All entries below are to be copied precisely as they appear.

[Opening Data to process section]

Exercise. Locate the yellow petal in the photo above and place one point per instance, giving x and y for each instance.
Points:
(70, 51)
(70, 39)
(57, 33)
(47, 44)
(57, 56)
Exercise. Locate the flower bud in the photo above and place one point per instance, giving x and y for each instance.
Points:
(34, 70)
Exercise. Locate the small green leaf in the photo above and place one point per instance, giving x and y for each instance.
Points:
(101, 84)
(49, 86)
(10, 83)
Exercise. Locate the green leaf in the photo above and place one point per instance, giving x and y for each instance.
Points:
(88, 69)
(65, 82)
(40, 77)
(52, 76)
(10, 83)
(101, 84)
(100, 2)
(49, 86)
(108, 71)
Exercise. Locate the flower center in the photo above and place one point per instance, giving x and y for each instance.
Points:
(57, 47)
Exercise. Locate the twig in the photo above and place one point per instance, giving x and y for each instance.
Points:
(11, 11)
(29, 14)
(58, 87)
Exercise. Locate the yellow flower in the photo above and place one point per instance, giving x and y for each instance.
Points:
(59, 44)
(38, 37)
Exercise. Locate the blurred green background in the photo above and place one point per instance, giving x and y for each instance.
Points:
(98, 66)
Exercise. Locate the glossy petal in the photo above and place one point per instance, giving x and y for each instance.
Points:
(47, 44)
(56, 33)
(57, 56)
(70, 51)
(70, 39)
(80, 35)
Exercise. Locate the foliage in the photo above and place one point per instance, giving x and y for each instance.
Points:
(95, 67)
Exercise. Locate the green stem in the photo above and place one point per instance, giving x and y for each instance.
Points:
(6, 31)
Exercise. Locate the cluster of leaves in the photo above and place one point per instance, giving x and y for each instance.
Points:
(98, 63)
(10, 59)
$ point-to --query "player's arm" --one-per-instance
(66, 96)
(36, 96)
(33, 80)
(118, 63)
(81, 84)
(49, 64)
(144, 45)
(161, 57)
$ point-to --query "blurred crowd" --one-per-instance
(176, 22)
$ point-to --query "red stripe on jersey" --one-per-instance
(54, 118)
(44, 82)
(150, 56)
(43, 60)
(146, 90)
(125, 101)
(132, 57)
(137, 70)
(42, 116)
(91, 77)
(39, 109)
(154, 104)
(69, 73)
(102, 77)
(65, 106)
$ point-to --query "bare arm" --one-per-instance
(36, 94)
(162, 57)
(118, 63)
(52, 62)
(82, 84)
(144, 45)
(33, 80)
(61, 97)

[Closing Data to process section]

> Your solution:
Exercise. Locate the yellow petal in the photo above and place one point per instance, giving x and y for each instance.
Points:
(70, 51)
(70, 39)
(57, 33)
(47, 44)
(57, 56)
Exercise. Locate the flower bud in the photo above and place one point per instance, giving x and y for each instance.
Points:
(34, 70)
Exercise. Locate the small green leaf in the photo above and place one point per instance, giving x and y for each instance.
Points:
(101, 84)
(49, 86)
(10, 83)
Exercise. Locate the green leaf in the photo above and place one point per instance, giving x and y for each instance.
Points:
(88, 69)
(65, 82)
(40, 77)
(52, 76)
(10, 83)
(101, 84)
(100, 2)
(49, 86)
(108, 71)
Exercise. Locate the flower center in the photo above and place one point per instance, giving x and y for each instance.
Points:
(57, 47)
Exercise. Locate the twig in the photo above and place one point per instance, giving x and y for each instance.
Points:
(11, 11)
(29, 14)
(58, 87)
Exercise. Locate the yellow flower in the photo above and place one point per instance, giving x and y for each instance.
Points:
(59, 44)
(38, 37)
Exercise. Locate the blurred green background in the photo above and place one point per instance, giving x and y for each instance.
Points:
(98, 66)
Exercise. Locate the glossy petal in the photo above and place one point per instance, giving x and y for each instance.
Points:
(47, 44)
(56, 33)
(57, 56)
(70, 51)
(70, 39)
(80, 35)
Exercise. Locate the foliage in the photo above and place one point per instance, giving x and y for each instance.
Points:
(95, 67)
Exercise. Locate the green stem in the photo above and place one point per instance, giving x and y for each instance.
Points:
(6, 31)
Exercise. Locate the cluster of leaves in the photo above and place one point per instance, giving x and y for each instance.
Points:
(98, 63)
(10, 59)
$ point-to --query "player's arm" --one-per-instance
(66, 96)
(36, 96)
(33, 80)
(118, 63)
(81, 84)
(49, 64)
(144, 45)
(161, 57)
$ point-to --query "blurred crowd" --one-per-instance
(176, 22)
$ point-to --query "red stripe on jersey" --one-per-instance
(54, 118)
(44, 82)
(150, 56)
(43, 60)
(146, 90)
(125, 101)
(132, 57)
(137, 70)
(42, 116)
(91, 77)
(39, 109)
(154, 104)
(69, 73)
(102, 77)
(65, 106)
$ point-to --query "bare arm" --one-per-instance
(36, 94)
(162, 57)
(118, 63)
(52, 62)
(82, 84)
(144, 45)
(33, 80)
(61, 97)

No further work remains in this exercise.